All of the data that follows needs to be printed again, exactly as it reads.
[RECORDS PROVIDED Boundary: Start]
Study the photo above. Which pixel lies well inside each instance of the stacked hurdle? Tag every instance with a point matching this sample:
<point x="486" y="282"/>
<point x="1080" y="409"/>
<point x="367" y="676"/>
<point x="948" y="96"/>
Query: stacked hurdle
[RECORDS PROVIDED Boundary: End]
● RESPONSE TO THIS TASK:
Study the photo above. Which pixel lies well inside each instance of the stacked hurdle? Tag every instance with a point matching this sample:
<point x="486" y="282"/>
<point x="1080" y="409"/>
<point x="367" y="676"/>
<point x="948" y="96"/>
Query: stacked hurdle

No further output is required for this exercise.